WHAT YOU WILL DO – Copy out all the items below, including their requests, but increase every bounding box coordinate in the answers by 95 and leave the requests and their sample lines unchanged. Omit the pictures.

GIVEN DATA –

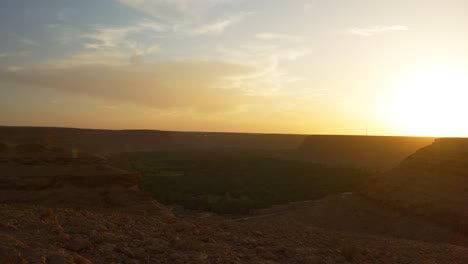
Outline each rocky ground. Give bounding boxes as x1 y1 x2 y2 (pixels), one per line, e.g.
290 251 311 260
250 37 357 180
0 204 468 264
0 145 468 264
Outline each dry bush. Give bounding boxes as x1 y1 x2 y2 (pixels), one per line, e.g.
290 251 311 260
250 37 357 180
340 243 361 262
16 144 46 153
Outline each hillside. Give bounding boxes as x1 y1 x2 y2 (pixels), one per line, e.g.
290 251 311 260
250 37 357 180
299 135 434 170
0 144 468 264
0 126 305 155
362 138 468 232
0 143 170 214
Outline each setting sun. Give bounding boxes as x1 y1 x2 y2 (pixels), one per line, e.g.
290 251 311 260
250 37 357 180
384 64 468 136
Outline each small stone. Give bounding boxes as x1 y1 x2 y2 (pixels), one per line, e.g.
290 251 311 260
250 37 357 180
73 255 93 264
67 237 93 251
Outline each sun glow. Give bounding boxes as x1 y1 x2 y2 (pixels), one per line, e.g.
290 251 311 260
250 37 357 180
385 65 468 137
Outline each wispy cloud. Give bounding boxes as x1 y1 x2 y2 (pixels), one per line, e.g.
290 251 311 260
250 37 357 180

THE ANSWER –
Outline each rocky ground. Give bounding boxes as x1 y1 x2 y2 (pixels), one per line, e.g.
290 251 311 260
250 37 357 180
95 299 563 359
95 240 563 359
Outline each dry bush. Give bounding boxes as x1 y1 x2 y2 (pixels), one per line, e.g.
290 251 311 260
250 37 357 180
435 338 456 357
111 239 141 248
Outline each hillside. Give bounding boxes as x1 y1 x2 y2 (pixels), one per line, e.g.
290 251 311 260
250 37 357 180
394 230 529 265
95 239 563 359
95 221 400 250
457 233 563 327
95 238 265 309
Outline each setting sun. Give bounding boxes as x1 y1 x2 y2 (pixels), one per line, e.g.
290 251 311 260
250 37 357 180
479 159 563 231
Outline each small stone. Give bounding boxes as x1 y1 x2 y2 (pixels), one per line, e.g.
290 251 311 260
250 37 357 180
168 350 188 359
162 332 188 346
Outline each sun glow. Give bounding boxes as x1 y1 x2 y2 (pixels), one per line, e.g.
290 251 311 260
250 37 357 180
480 160 563 232
Outline each wispy cloud. Give bounding boxes as x1 y1 x2 y2 (pixels), one per line, e.g.
290 251 311 260
250 37 357 180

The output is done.